Selected excerpt:
For Dostoevsky, no ethics can be written in modo geometrico, and morality and legality are not synonymous. Therefore, genuine justice or the true balance between "crime" and "punishment" cannot be achieved on the rational scales of civil law but only on the transcendent and irrational scales of divine grace. The ultimate justice is not retribu­tive but redemptive, and it is based upon the principles of New Testament ethics: "not under law but under grace, " for "Christ is the end of law. " (Rom. 6:l4, 10:4) In "Crime and Punishment, " however, this final transi­tion from law to grace, from the lower to the higher meaning of justice, takes place only in the notoriously troublesome and seemingly unmotivated epilogue.

Material:
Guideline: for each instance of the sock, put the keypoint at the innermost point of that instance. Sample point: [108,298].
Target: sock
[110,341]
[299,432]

Tasks and exercises:
(A) Can you condense the paragraph of the Dostoevsky passage that begins "For Dostoevsky, no ethics" into a shorter version that keeps its main points?
(B) Could you rewrite everything in the Dostoevsky passage from "For Dostoevsky, no" down to "seemingly unmotivated epilogue.", putting "fairness" wherever "justice" appears?

Expected results:
(A) For Dostoevsky, ethics cannot be worked out geometrically, and morality is not the same as legality. True justice therefore depends on the irrational scales of divine grace, not the rational scales of civil law. It is redemptive rather than retributive and rests on the New Testament principle of grace over law. In "Crime and Punishment," this shift from law to grace happens only in the troublesome, seemingly unmotivated epilogue.

(B)
For Dostoevsky, no ethics can be written in modo geometrico, and morality and legality are not synonymous. Therefore, genuine fairness or the true balance between "crime" and "punishment" cannot be achieved on the rational scales of civil law but only on the transcendent and irrational scales of divine grace. The ultimate fairness is not retribu­tive but redemptive, and it is based upon the principles of New Testament ethics: "not under law but under grace, " for "Christ is the end of law. " (Rom. 6:l4, 10:4) In "Crime and Punishment, " however, this final transi­tion from law to grace, from the lower to the higher meaning of fairness, takes place only in the notoriously troublesome and seemingly unmotivated epilogue.